— START AVAILABLE DATA —

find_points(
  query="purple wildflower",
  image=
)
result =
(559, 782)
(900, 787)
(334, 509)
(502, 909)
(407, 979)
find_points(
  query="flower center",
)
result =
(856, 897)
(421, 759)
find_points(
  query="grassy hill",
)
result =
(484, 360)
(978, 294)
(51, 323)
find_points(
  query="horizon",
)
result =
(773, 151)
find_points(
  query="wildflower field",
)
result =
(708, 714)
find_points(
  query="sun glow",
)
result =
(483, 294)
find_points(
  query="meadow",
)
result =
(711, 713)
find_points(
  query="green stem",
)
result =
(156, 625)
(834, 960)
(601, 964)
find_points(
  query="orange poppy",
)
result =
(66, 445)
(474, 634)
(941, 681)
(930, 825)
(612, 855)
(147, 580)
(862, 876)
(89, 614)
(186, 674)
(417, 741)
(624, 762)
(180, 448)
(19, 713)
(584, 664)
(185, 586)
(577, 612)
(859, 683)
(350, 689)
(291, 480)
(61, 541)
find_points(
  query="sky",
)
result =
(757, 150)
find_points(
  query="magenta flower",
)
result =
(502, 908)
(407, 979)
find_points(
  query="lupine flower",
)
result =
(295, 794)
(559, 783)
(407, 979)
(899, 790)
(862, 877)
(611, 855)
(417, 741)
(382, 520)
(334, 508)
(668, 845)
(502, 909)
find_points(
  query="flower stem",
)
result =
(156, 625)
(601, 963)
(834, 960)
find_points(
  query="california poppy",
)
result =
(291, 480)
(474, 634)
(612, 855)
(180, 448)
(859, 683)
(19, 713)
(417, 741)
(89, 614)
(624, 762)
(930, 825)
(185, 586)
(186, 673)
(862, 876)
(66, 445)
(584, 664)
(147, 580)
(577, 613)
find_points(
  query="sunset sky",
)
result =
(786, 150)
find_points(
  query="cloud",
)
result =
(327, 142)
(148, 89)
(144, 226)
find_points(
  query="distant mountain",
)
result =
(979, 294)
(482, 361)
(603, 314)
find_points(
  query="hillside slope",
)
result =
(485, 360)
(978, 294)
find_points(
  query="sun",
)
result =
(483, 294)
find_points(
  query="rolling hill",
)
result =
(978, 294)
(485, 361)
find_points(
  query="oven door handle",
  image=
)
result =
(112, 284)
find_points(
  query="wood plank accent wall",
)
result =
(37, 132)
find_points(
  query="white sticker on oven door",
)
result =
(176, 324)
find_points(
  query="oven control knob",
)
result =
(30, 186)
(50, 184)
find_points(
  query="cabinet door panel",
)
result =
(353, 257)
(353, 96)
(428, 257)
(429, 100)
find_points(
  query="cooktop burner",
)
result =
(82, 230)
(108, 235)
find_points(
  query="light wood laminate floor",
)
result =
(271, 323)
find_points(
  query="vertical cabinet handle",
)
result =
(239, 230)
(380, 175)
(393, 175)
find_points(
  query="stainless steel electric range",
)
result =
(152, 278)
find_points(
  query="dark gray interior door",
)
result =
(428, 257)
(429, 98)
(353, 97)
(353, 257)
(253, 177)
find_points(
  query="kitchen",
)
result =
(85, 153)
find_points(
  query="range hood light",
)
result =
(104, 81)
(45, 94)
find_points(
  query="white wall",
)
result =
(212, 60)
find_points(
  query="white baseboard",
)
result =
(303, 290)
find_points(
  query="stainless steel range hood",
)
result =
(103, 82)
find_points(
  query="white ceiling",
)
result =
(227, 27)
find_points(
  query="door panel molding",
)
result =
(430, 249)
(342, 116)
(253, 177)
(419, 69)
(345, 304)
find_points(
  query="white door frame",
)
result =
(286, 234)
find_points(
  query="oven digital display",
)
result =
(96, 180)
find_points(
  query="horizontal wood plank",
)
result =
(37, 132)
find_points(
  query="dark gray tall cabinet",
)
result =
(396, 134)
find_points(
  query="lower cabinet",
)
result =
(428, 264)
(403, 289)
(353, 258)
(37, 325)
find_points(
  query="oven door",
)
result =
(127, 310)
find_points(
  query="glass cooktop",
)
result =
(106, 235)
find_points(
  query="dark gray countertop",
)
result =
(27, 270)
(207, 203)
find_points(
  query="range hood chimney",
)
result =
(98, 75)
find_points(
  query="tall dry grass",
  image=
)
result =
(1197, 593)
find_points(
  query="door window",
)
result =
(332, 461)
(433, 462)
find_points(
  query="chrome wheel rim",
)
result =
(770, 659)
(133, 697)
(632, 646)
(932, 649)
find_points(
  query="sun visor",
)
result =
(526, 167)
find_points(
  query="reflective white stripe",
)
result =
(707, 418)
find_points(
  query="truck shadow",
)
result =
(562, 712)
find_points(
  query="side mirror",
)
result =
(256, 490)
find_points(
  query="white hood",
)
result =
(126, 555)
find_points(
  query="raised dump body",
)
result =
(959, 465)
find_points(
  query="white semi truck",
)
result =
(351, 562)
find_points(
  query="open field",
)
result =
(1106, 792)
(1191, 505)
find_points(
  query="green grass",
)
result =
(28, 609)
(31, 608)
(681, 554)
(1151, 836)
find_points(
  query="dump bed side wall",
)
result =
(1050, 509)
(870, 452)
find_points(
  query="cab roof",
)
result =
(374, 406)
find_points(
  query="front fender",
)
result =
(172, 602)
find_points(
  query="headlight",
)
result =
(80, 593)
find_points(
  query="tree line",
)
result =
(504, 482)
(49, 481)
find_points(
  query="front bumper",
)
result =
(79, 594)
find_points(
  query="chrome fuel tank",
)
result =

— END AVAILABLE DATA —

◆ **WHAT IS NEEDED**:
Type out all of the material again, word for word.

◆ **ANSWER IN FULL**:
find_points(
  query="purple wildflower",
  image=
)
result =
(559, 782)
(900, 787)
(334, 509)
(502, 909)
(407, 979)
find_points(
  query="flower center",
)
result =
(856, 897)
(421, 759)
find_points(
  query="grassy hill",
)
result =
(484, 360)
(978, 294)
(51, 323)
find_points(
  query="horizon",
)
result =
(773, 151)
find_points(
  query="wildflower field",
)
result =
(708, 714)
find_points(
  query="sun glow",
)
result =
(483, 294)
find_points(
  query="meadow",
)
result =
(711, 713)
find_points(
  query="green stem",
)
result =
(156, 625)
(834, 960)
(601, 964)
find_points(
  query="orange poppy",
)
result =
(66, 445)
(474, 634)
(941, 681)
(930, 825)
(612, 855)
(147, 580)
(862, 876)
(89, 614)
(186, 674)
(417, 741)
(624, 762)
(180, 448)
(19, 713)
(584, 664)
(185, 586)
(577, 612)
(859, 683)
(350, 689)
(291, 480)
(61, 541)
find_points(
  query="sky",
)
result =
(757, 150)
find_points(
  query="magenta flower",
)
result =
(502, 908)
(407, 979)
find_points(
  query="lupine flower",
)
result =
(295, 794)
(559, 783)
(407, 979)
(899, 790)
(862, 877)
(611, 855)
(417, 741)
(382, 520)
(334, 508)
(668, 845)
(502, 909)
find_points(
  query="flower stem",
)
result =
(156, 625)
(601, 963)
(834, 960)
find_points(
  query="california poppy",
)
result =
(291, 480)
(474, 634)
(612, 855)
(180, 448)
(859, 683)
(19, 713)
(417, 741)
(89, 614)
(624, 762)
(930, 825)
(185, 586)
(186, 673)
(862, 876)
(66, 445)
(584, 664)
(147, 580)
(577, 613)
find_points(
  query="sunset sky",
)
result =
(786, 150)
find_points(
  query="cloud",
)
result =
(327, 142)
(148, 89)
(144, 226)
find_points(
  query="distant mountain",
)
result =
(979, 294)
(482, 361)
(603, 314)
find_points(
  query="hillside slope",
)
result =
(485, 360)
(978, 294)
find_points(
  query="sun",
)
result =
(483, 294)
find_points(
  query="rolling hill",
)
result =
(978, 294)
(485, 361)
find_points(
  query="oven door handle",
  image=
)
result =
(112, 284)
find_points(
  query="wood plank accent wall",
)
result =
(37, 132)
find_points(
  query="white sticker on oven door",
)
result =
(176, 324)
find_points(
  query="oven control knob",
)
result =
(30, 186)
(50, 184)
find_points(
  query="cabinet door panel",
)
result =
(353, 257)
(353, 96)
(428, 257)
(429, 100)
find_points(
  query="cooktop burner",
)
result =
(82, 230)
(108, 235)
find_points(
  query="light wood laminate floor",
)
result =
(271, 323)
find_points(
  query="vertical cabinet handle",
)
result =
(239, 230)
(380, 175)
(393, 175)
find_points(
  query="stainless steel electric range",
)
result =
(152, 278)
find_points(
  query="dark gray interior door",
)
result =
(428, 257)
(429, 98)
(353, 97)
(353, 257)
(253, 177)
find_points(
  query="kitchen",
)
result =
(85, 153)
find_points(
  query="range hood light",
)
result =
(104, 81)
(45, 94)
find_points(
  query="white wall",
)
result =
(212, 60)
find_points(
  query="white baseboard",
)
result =
(303, 290)
find_points(
  query="stainless steel range hood",
)
result =
(103, 82)
find_points(
  query="white ceiling",
)
result =
(227, 27)
find_points(
  query="door panel molding",
)
result =
(430, 249)
(342, 116)
(253, 177)
(419, 69)
(345, 304)
find_points(
  query="white door frame",
)
result =
(286, 234)
find_points(
  query="oven digital display",
)
result =
(96, 180)
find_points(
  query="horizontal wood plank",
)
result =
(37, 132)
find_points(
  query="dark gray tall cabinet",
)
result =
(396, 134)
find_points(
  query="lower cabinet",
)
result =
(428, 264)
(403, 289)
(353, 258)
(37, 325)
find_points(
  query="oven door",
)
result =
(127, 310)
find_points(
  query="glass cooktop",
)
result =
(106, 235)
find_points(
  query="dark gray countertop",
)
result =
(27, 270)
(207, 203)
find_points(
  query="range hood chimney",
)
result =
(98, 75)
find_points(
  query="tall dry grass",
  image=
)
result =
(1197, 593)
find_points(
  query="door window",
)
result =
(332, 461)
(433, 462)
find_points(
  query="chrome wheel rim",
)
result =
(770, 659)
(133, 697)
(632, 646)
(932, 649)
find_points(
  query="sun visor",
)
result =
(526, 167)
find_points(
  query="reflective white stripe",
)
result =
(707, 418)
find_points(
  query="truck shadow",
)
result =
(562, 712)
find_points(
  query="side mirror",
)
result =
(256, 490)
find_points(
  query="white hood",
)
result =
(126, 555)
find_points(
  query="raised dump body",
)
result =
(959, 465)
find_points(
  query="white semi truck",
)
result =
(351, 562)
find_points(
  query="open field",
)
result =
(1106, 792)
(1191, 505)
find_points(
  query="green grass",
)
result =
(28, 609)
(31, 608)
(681, 554)
(1151, 836)
find_points(
  query="dump bed side wall",
)
result =
(1050, 509)
(870, 452)
find_points(
  query="cab roof",
)
result =
(374, 406)
find_points(
  query="front fender",
)
result =
(172, 602)
find_points(
  query="headlight",
)
result =
(80, 593)
find_points(
  query="tree line",
)
result =
(504, 482)
(49, 481)
find_points(
  query="front bumper",
)
result =
(79, 594)
find_points(
  query="chrome fuel tank",
)
result =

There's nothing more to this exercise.